START The data
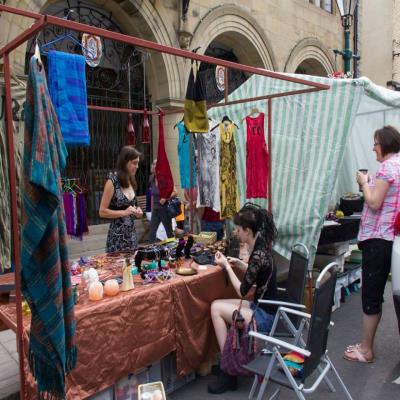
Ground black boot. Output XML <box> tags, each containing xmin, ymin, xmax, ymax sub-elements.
<box><xmin>207</xmin><ymin>372</ymin><xmax>238</xmax><ymax>394</ymax></box>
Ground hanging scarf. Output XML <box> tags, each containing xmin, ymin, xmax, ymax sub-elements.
<box><xmin>21</xmin><ymin>56</ymin><xmax>77</xmax><ymax>400</ymax></box>
<box><xmin>184</xmin><ymin>59</ymin><xmax>209</xmax><ymax>133</ymax></box>
<box><xmin>155</xmin><ymin>112</ymin><xmax>174</xmax><ymax>198</ymax></box>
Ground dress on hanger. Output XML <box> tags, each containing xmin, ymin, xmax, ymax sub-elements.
<box><xmin>196</xmin><ymin>120</ymin><xmax>220</xmax><ymax>211</ymax></box>
<box><xmin>177</xmin><ymin>121</ymin><xmax>196</xmax><ymax>189</ymax></box>
<box><xmin>219</xmin><ymin>121</ymin><xmax>239</xmax><ymax>219</ymax></box>
<box><xmin>246</xmin><ymin>113</ymin><xmax>269</xmax><ymax>199</ymax></box>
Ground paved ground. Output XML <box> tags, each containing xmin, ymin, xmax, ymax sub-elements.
<box><xmin>0</xmin><ymin>287</ymin><xmax>399</xmax><ymax>399</ymax></box>
<box><xmin>170</xmin><ymin>287</ymin><xmax>400</xmax><ymax>400</ymax></box>
<box><xmin>0</xmin><ymin>330</ymin><xmax>19</xmax><ymax>400</ymax></box>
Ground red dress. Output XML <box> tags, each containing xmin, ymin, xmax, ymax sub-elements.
<box><xmin>246</xmin><ymin>113</ymin><xmax>269</xmax><ymax>199</ymax></box>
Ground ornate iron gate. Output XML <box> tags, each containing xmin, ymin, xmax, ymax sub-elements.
<box><xmin>25</xmin><ymin>0</ymin><xmax>151</xmax><ymax>225</ymax></box>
END The data
- _What is required_
The exact lines from the one containing "Ground dress on" through the end of the listing above are the expected output; include nothing else.

- _Written solution_
Ground dress on hanger. Output XML <box> tags, each containing xmin, ymin, xmax, ymax sub-elements.
<box><xmin>196</xmin><ymin>120</ymin><xmax>220</xmax><ymax>211</ymax></box>
<box><xmin>177</xmin><ymin>121</ymin><xmax>196</xmax><ymax>189</ymax></box>
<box><xmin>219</xmin><ymin>121</ymin><xmax>239</xmax><ymax>219</ymax></box>
<box><xmin>246</xmin><ymin>113</ymin><xmax>269</xmax><ymax>199</ymax></box>
Ground paved ground. Output XML <box> tags, each containing xmin, ymin, xmax, ymax sub-elements.
<box><xmin>0</xmin><ymin>287</ymin><xmax>399</xmax><ymax>399</ymax></box>
<box><xmin>170</xmin><ymin>287</ymin><xmax>400</xmax><ymax>400</ymax></box>
<box><xmin>0</xmin><ymin>330</ymin><xmax>19</xmax><ymax>400</ymax></box>
Ground red dress. Output XML <box> tags, each containing xmin, ymin, xmax, ymax sub-elements.
<box><xmin>246</xmin><ymin>113</ymin><xmax>269</xmax><ymax>199</ymax></box>
Ground ornate iron gate. Output XML <box> tags, each containing xmin, ymin, xmax, ymax sub-elements.
<box><xmin>25</xmin><ymin>0</ymin><xmax>151</xmax><ymax>225</ymax></box>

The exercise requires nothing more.